AIM OF THE EXERCISE. Can you render all of the records below as a JSON list of strings, one string per line, with blank lines skipped and the pictures left out?

Collected data entries
-=-=-=-=-

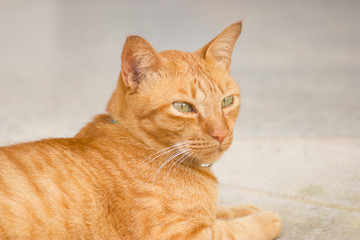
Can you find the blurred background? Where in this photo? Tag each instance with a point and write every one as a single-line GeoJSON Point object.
{"type": "Point", "coordinates": [297, 62]}
{"type": "Point", "coordinates": [297, 147]}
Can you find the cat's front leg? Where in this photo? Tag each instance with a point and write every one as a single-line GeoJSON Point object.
{"type": "Point", "coordinates": [264, 225]}
{"type": "Point", "coordinates": [235, 211]}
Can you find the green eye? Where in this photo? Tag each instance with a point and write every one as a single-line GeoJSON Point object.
{"type": "Point", "coordinates": [183, 107]}
{"type": "Point", "coordinates": [227, 101]}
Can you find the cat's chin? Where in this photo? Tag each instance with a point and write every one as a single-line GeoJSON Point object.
{"type": "Point", "coordinates": [210, 158]}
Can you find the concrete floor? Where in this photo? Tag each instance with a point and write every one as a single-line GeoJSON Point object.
{"type": "Point", "coordinates": [297, 146]}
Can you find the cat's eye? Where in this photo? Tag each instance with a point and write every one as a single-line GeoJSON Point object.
{"type": "Point", "coordinates": [227, 101]}
{"type": "Point", "coordinates": [183, 107]}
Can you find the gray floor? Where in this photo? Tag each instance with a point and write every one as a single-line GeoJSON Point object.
{"type": "Point", "coordinates": [297, 147]}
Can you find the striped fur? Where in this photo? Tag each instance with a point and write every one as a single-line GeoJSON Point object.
{"type": "Point", "coordinates": [141, 178]}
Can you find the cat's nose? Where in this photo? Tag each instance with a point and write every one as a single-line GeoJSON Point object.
{"type": "Point", "coordinates": [220, 134]}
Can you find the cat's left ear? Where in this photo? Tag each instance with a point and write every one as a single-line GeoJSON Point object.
{"type": "Point", "coordinates": [138, 59]}
{"type": "Point", "coordinates": [220, 48]}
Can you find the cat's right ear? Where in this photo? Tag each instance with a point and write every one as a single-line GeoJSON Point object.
{"type": "Point", "coordinates": [220, 49]}
{"type": "Point", "coordinates": [138, 58]}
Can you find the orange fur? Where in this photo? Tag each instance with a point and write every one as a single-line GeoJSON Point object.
{"type": "Point", "coordinates": [143, 177]}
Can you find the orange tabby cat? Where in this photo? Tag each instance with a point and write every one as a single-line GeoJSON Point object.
{"type": "Point", "coordinates": [138, 172]}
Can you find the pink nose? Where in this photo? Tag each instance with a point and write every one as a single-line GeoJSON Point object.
{"type": "Point", "coordinates": [220, 135]}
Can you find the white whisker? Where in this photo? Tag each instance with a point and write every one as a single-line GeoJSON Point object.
{"type": "Point", "coordinates": [163, 152]}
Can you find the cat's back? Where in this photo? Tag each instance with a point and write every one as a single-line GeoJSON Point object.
{"type": "Point", "coordinates": [46, 188]}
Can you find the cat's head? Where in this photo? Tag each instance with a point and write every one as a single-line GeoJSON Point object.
{"type": "Point", "coordinates": [181, 99]}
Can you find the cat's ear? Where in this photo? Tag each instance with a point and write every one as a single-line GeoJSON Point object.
{"type": "Point", "coordinates": [138, 58]}
{"type": "Point", "coordinates": [220, 48]}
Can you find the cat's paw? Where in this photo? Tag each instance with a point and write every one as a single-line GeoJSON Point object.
{"type": "Point", "coordinates": [270, 224]}
{"type": "Point", "coordinates": [244, 210]}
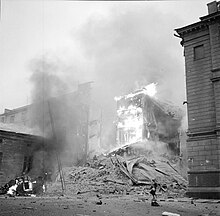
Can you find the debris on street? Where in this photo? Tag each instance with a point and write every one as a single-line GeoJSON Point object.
{"type": "Point", "coordinates": [117, 175]}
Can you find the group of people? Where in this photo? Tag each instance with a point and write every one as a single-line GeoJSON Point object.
{"type": "Point", "coordinates": [23, 186]}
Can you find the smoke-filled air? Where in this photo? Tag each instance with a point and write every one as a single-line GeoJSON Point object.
{"type": "Point", "coordinates": [120, 52]}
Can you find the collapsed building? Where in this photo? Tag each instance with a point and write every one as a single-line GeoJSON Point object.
{"type": "Point", "coordinates": [17, 147]}
{"type": "Point", "coordinates": [142, 117]}
{"type": "Point", "coordinates": [35, 137]}
{"type": "Point", "coordinates": [201, 42]}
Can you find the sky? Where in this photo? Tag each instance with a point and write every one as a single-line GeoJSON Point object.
{"type": "Point", "coordinates": [120, 46]}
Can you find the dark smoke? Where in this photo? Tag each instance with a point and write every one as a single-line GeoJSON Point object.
{"type": "Point", "coordinates": [129, 49]}
{"type": "Point", "coordinates": [123, 51]}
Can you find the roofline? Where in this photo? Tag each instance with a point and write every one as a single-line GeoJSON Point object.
{"type": "Point", "coordinates": [204, 21]}
{"type": "Point", "coordinates": [15, 110]}
{"type": "Point", "coordinates": [18, 134]}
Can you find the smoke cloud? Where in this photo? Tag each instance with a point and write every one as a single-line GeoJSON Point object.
{"type": "Point", "coordinates": [123, 51]}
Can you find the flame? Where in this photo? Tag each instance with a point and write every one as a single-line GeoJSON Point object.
{"type": "Point", "coordinates": [130, 124]}
{"type": "Point", "coordinates": [149, 90]}
{"type": "Point", "coordinates": [130, 116]}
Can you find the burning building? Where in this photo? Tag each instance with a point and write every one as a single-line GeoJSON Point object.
{"type": "Point", "coordinates": [17, 152]}
{"type": "Point", "coordinates": [201, 42]}
{"type": "Point", "coordinates": [142, 117]}
{"type": "Point", "coordinates": [62, 125]}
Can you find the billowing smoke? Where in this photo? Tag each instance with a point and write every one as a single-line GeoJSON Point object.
{"type": "Point", "coordinates": [128, 49]}
{"type": "Point", "coordinates": [125, 50]}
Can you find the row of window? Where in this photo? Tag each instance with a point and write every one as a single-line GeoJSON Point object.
{"type": "Point", "coordinates": [27, 165]}
{"type": "Point", "coordinates": [12, 118]}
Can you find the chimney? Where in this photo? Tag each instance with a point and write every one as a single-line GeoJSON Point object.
{"type": "Point", "coordinates": [213, 7]}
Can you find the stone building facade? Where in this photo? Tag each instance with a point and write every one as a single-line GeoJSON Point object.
{"type": "Point", "coordinates": [201, 42]}
{"type": "Point", "coordinates": [18, 154]}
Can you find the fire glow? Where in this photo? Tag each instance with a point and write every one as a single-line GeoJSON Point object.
{"type": "Point", "coordinates": [130, 124]}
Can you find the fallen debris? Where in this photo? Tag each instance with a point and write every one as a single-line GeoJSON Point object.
{"type": "Point", "coordinates": [120, 176]}
{"type": "Point", "coordinates": [169, 214]}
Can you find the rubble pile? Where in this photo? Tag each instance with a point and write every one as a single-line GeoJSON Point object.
{"type": "Point", "coordinates": [117, 175]}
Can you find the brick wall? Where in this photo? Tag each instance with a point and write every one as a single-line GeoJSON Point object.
{"type": "Point", "coordinates": [14, 148]}
{"type": "Point", "coordinates": [200, 93]}
{"type": "Point", "coordinates": [203, 97]}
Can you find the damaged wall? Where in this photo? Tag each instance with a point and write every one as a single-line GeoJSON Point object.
{"type": "Point", "coordinates": [141, 117]}
{"type": "Point", "coordinates": [17, 155]}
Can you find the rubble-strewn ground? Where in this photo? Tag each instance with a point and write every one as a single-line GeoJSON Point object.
{"type": "Point", "coordinates": [113, 205]}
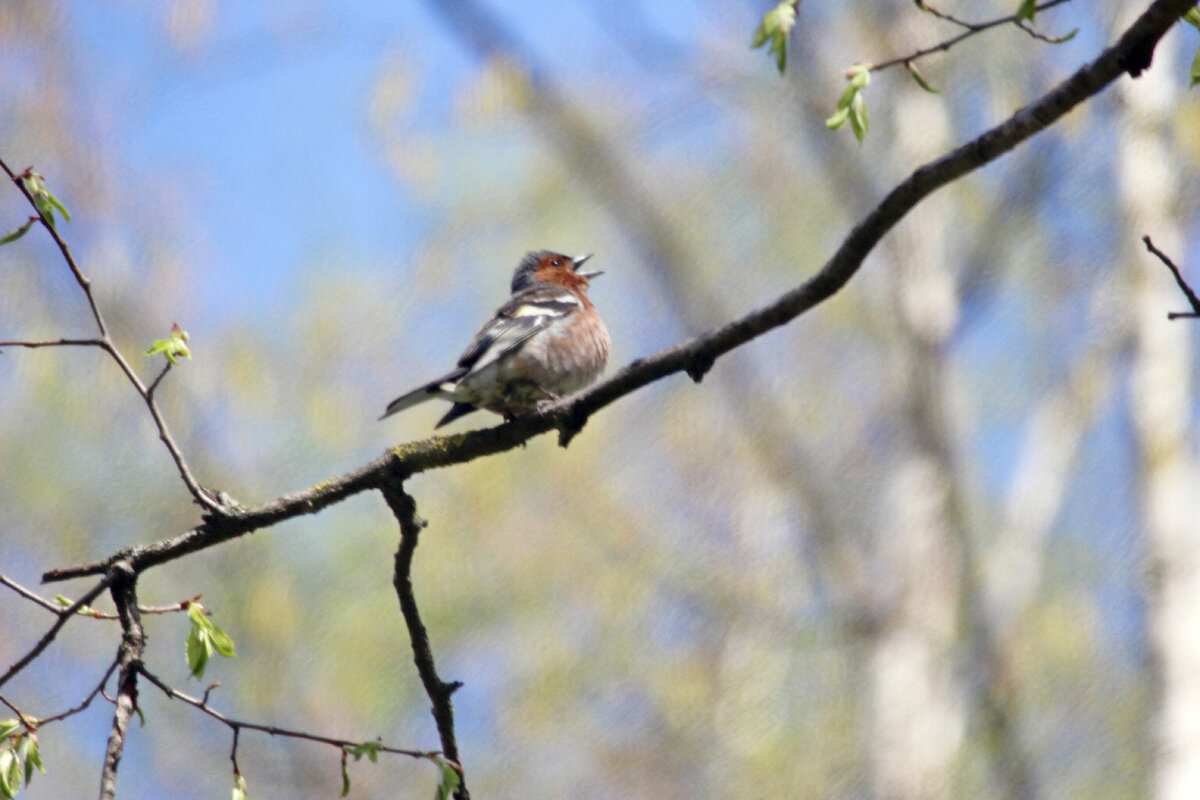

-=-=-=-=-

TASK RESULT.
[
  "Can you find the blurred background? Where in this photo? Tag each instance with a point and write every one as a single-line GeoJSON Point object.",
  "{\"type\": \"Point\", \"coordinates\": [297, 62]}",
  "{\"type\": \"Point\", \"coordinates\": [297, 147]}",
  "Can you find the cat's front leg? Where in this photo? Tag each instance with a point and write every one as a single-line GeoJSON Point object.",
  "{\"type\": \"Point\", \"coordinates\": [264, 225]}",
  "{\"type\": \"Point\", \"coordinates\": [235, 211]}",
  "Can you find the green eye? Where in this photo? Tag each instance with a point and write every one as a single-line GeoJSON Point object.",
  "{\"type\": \"Point\", \"coordinates\": [183, 107]}",
  "{\"type\": \"Point\", \"coordinates\": [227, 101]}",
  "Can you find the cat's chin? Where in this photo? Tag each instance with a point and write every one as a single-line GeoJSON Point object.",
  "{\"type\": \"Point\", \"coordinates\": [210, 158]}",
  "Can you find the concrete floor? Where in this photo? Tag each instance with a point and write every one as a single-line GeoJSON Point object.",
  "{\"type\": \"Point\", \"coordinates\": [297, 146]}",
  "Can you find the cat's eye? Where in this photo? Tag each instance with a point and write every one as a single-line GeoJSON Point object.",
  "{\"type\": \"Point\", \"coordinates\": [227, 101]}",
  "{\"type\": \"Point\", \"coordinates\": [183, 107]}",
  "Can you find the gray floor? Where in this photo? Tag each instance with a point and write every one as a single-line GeoJSON Point object.",
  "{\"type\": \"Point\", \"coordinates\": [297, 147]}",
  "Can you find the striped fur? Where in this photo? Tag each instance with a point and write every one as a single-line GeoJSON Point object.",
  "{\"type\": \"Point\", \"coordinates\": [141, 178]}",
  "Can you find the cat's nose? Where in this photo? Tag each instance with a point and write every one as a single-line GeoJSON Point object.",
  "{\"type\": \"Point\", \"coordinates\": [220, 134]}",
  "Can you find the cat's left ear? Where in this photo? Tag each instance with a point and write every one as a single-line GeoJSON Point object.",
  "{\"type\": \"Point\", \"coordinates\": [138, 59]}",
  "{\"type\": \"Point\", \"coordinates\": [220, 48]}",
  "Can you find the cat's right ear? Where in this photo? Tag each instance with a point and write every one as a single-line GeoJSON Point object.",
  "{\"type\": \"Point\", \"coordinates\": [220, 49]}",
  "{\"type\": \"Point\", \"coordinates\": [138, 58]}",
  "Can you find the orange fur? Where in this photo? Tag each instance with a point and write every one as a single-line GeoJSON Point object.",
  "{\"type\": \"Point\", \"coordinates\": [143, 177]}",
  "Can you find the orange tabby cat? Where in this photo? Tag each instance with a point and write every one as a single-line GeoJSON Point object.",
  "{\"type\": \"Point\", \"coordinates\": [138, 172]}",
  "Can you find the pink nose? Where in this photo? Tag each instance with a point and write every one as a single-line GeoJSON Point object.",
  "{\"type\": \"Point\", \"coordinates\": [220, 135]}",
  "Can you find the white whisker? Where in this photo? Tag each instance with a point and write every one as a single-line GeoJSON Point object.",
  "{\"type\": \"Point\", \"coordinates\": [163, 152]}",
  "Can you find the cat's back? Where in this photo? Tag each instance with a point and write every one as a single-line GeoJSON Point object.",
  "{\"type\": \"Point\", \"coordinates\": [46, 188]}",
  "Can you find the cat's head? Where in this photo? Tag each instance with a point and write every one as a single-line GeoJSON Point object.",
  "{\"type\": \"Point\", \"coordinates\": [181, 99]}",
  "Can you find the cat's ear? Where in this photo? Tag each instance with a point and write every one as a single-line GeoJSON Point object.",
  "{\"type\": \"Point\", \"coordinates\": [138, 58]}",
  "{\"type\": \"Point\", \"coordinates\": [220, 48]}",
  "Can you find the cat's paw? Where in this photo? Tag each instance with a point and write every one as a single-line GeoJSON Point object.",
  "{\"type\": \"Point\", \"coordinates\": [270, 224]}",
  "{\"type\": \"Point\", \"coordinates\": [244, 210]}",
  "Can you find the debris on street? Where in this photo? Tag each instance with a point and write every one as a single-line GeoJSON Point object.",
  "{\"type\": \"Point\", \"coordinates\": [117, 175]}",
  "Can you find the group of people? Where in this photo? Tag each instance with a point and write every one as a single-line GeoJSON Point object.",
  "{\"type\": \"Point\", \"coordinates\": [23, 186]}",
  "Can you find the smoke-filled air? Where in this photo? Tag each instance with a point and write every one as a single-line GeoJSON Point object.",
  "{\"type\": \"Point\", \"coordinates\": [120, 52]}",
  "Can you find the collapsed building? Where in this photo? Tag each instance with a point and write every one as a single-line GeoJSON Point object.",
  "{\"type\": \"Point\", \"coordinates\": [17, 147]}",
  "{\"type\": \"Point\", \"coordinates\": [142, 117]}",
  "{\"type\": \"Point\", \"coordinates\": [35, 137]}",
  "{\"type\": \"Point\", \"coordinates\": [201, 42]}",
  "Can you find the sky? Where in this photo? Tag each instance with a point and write every one as a single-line GeoJSON Point object.",
  "{\"type\": \"Point\", \"coordinates\": [120, 46]}",
  "Can you find the dark smoke? Where in this photo? Tag each instance with a point and write every one as a single-line GeoJSON Point object.",
  "{\"type\": \"Point\", \"coordinates\": [129, 49]}",
  "{\"type\": \"Point\", \"coordinates\": [123, 51]}",
  "Can you find the roofline? Where in this photo? Tag each instance with a point and write every one as a single-line GeoJSON Point object.",
  "{\"type\": \"Point\", \"coordinates\": [204, 21]}",
  "{\"type\": \"Point\", \"coordinates\": [15, 110]}",
  "{\"type\": \"Point\", \"coordinates\": [18, 134]}",
  "Can you find the smoke cloud? Where in this photo? Tag each instance with a point and write every one as a single-line GeoJSON Point object.",
  "{\"type\": \"Point\", \"coordinates\": [123, 51]}",
  "Can you find the flame? Where in this photo? Tag each instance with a point and write every one as a single-line GeoJSON Point object.",
  "{\"type\": \"Point\", \"coordinates\": [130, 124]}",
  "{\"type\": \"Point\", \"coordinates\": [149, 90]}",
  "{\"type\": \"Point\", \"coordinates\": [130, 116]}",
  "Can you find the burning building? Where in this photo? Tag each instance with a point and write every one as a single-line GeoJSON Point object.",
  "{\"type\": \"Point\", \"coordinates\": [17, 152]}",
  "{\"type\": \"Point\", \"coordinates\": [201, 42]}",
  "{\"type\": \"Point\", \"coordinates\": [142, 117]}",
  "{\"type\": \"Point\", \"coordinates\": [62, 125]}",
  "Can you find the billowing smoke? Where in this photo? Tag each instance with a point and write every one as a single-line GeoJSON Point object.",
  "{\"type\": \"Point\", \"coordinates\": [128, 49]}",
  "{\"type\": \"Point\", \"coordinates\": [125, 50]}",
  "Can you find the row of window? Where in this photo? Tag each instance with a point and write every one as a single-line GeoJSON Point object.",
  "{\"type\": \"Point\", \"coordinates\": [27, 165]}",
  "{\"type\": \"Point\", \"coordinates\": [12, 118]}",
  "Can you find the chimney? Where in this photo? Tag each instance with a point and write every one as a single-line GeoJSON Point object.",
  "{\"type\": \"Point\", \"coordinates\": [213, 7]}",
  "Can you find the stone building facade? Where in this photo? Tag each instance with a point and write every one as a single-line GeoJSON Point object.",
  "{\"type\": \"Point\", \"coordinates\": [201, 42]}",
  "{\"type\": \"Point\", \"coordinates\": [18, 154]}",
  "Can you find the fire glow? Where in this photo? Tag each instance with a point and write every one as a single-line GeoJSON Point object.",
  "{\"type\": \"Point\", \"coordinates\": [130, 124]}",
  "Can you find the fallen debris? Where in this photo? Tag each instance with a point and write every one as a single-line GeoJSON Point object.",
  "{\"type\": \"Point\", \"coordinates\": [120, 176]}",
  "{\"type\": \"Point\", \"coordinates\": [169, 214]}",
  "Can you find the rubble pile? Where in this photo? Tag each instance with a point and write every one as a single-line GeoJSON Point object.",
  "{\"type\": \"Point\", \"coordinates\": [117, 175]}",
  "Can you find the brick wall? Where in this photo? Tag each instance with a point and write every one as a single-line GeoJSON Point object.",
  "{\"type\": \"Point\", \"coordinates\": [14, 148]}",
  "{\"type\": \"Point\", \"coordinates\": [200, 93]}",
  "{\"type\": \"Point\", \"coordinates\": [203, 97]}",
  "Can you find the damaged wall? Where in this photo? Tag each instance with a point and write every one as a single-line GeoJSON Point object.",
  "{\"type\": \"Point\", \"coordinates\": [141, 117]}",
  "{\"type\": \"Point\", \"coordinates\": [17, 155]}",
  "Can you find the rubble-strewn ground? Where in this photo? Tag each instance with a point and write every one as a single-line GeoJSON Point object.",
  "{\"type\": \"Point\", \"coordinates\": [113, 205]}"
]